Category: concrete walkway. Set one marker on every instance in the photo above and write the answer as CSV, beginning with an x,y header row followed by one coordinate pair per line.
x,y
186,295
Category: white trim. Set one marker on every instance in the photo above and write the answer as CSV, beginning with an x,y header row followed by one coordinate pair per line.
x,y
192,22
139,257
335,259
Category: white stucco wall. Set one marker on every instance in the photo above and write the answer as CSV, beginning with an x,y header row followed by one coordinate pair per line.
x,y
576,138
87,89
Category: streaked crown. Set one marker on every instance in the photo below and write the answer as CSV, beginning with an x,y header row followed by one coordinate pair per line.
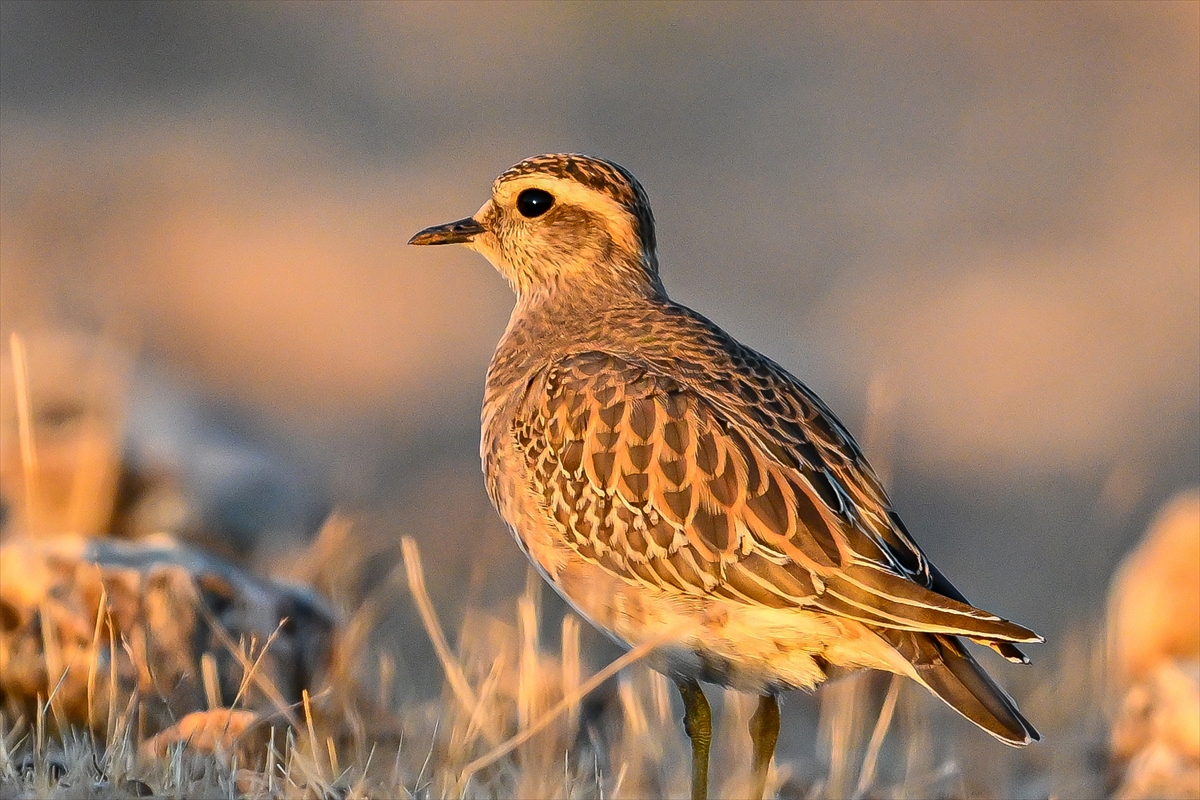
x,y
563,221
597,174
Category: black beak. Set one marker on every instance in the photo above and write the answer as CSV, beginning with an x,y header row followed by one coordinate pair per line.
x,y
451,233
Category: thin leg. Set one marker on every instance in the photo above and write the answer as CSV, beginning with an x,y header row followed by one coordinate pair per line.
x,y
763,733
697,721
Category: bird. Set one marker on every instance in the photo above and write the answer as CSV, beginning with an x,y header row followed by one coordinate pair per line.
x,y
677,487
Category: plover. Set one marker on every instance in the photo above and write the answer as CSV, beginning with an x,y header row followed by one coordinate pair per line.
x,y
670,481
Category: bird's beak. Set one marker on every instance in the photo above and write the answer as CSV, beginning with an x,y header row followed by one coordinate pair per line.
x,y
451,233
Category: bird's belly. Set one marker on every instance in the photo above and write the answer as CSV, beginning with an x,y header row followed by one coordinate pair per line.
x,y
745,647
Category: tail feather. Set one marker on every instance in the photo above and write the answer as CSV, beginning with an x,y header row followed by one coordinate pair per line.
x,y
945,667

* * * * * * *

Pictures in the records above should not be copied. Repeat everything else exactly.

Category: concrete walkway. Set one marker on every instance in the photo above and write the answer as CSV, beginning with an x,y header row followed by one coordinate pair per line.
x,y
186,295
Category: white trim. Set one marker on every instance in the photo above and write the answer as CSV, beginning with an x,y header row followed by one coordinate pair per line.
x,y
192,22
139,257
335,259
Category: white stucco wall. Set one marker on every instance in the photo above and write the answer as CSV, beginning with an x,y header row followed by one coordinate pair per line.
x,y
576,138
87,89
Category: streaked crown. Set one marker on every instance in the photo below and write the answer as CSV, beginning with an x,y header row followed by one coordinate pair per line.
x,y
563,221
597,174
Category: black beak. Set one marker on every instance in the photo above and write the answer as CSV, beginning with an x,y header row followed by one coordinate pair per line.
x,y
451,233
Category: thin leg. Set one marker on every instance in the photo above and write the answer as CSV, beginning with an x,y header row followed by one coordinate pair per line.
x,y
763,733
697,721
Category: bird. Set one marker on every instance in the photo above and write the answer as CSV, beginning with an x,y header row followed by one coordinate pair per line.
x,y
677,487
Category: plover. Set one marker on every instance in the photo above and write the answer as CSV, beginning with an x,y header row followed by one coordinate pair per line.
x,y
670,481
Category: bird's beak. Set one marker on every instance in the photo above and write the answer as CSV, beginning with an x,y header row followed by one coordinate pair per line.
x,y
451,233
Category: bird's belly. Set one marker on every instance in the photo above and write the answer as CSV, beginning with an x,y header row followed by one coordinate pair per line.
x,y
745,647
Category: tail feather. Set one marker on every instance in the photo above and write the answer as CSV, beginning with an x,y header row followed by one coordinate pair per line.
x,y
945,667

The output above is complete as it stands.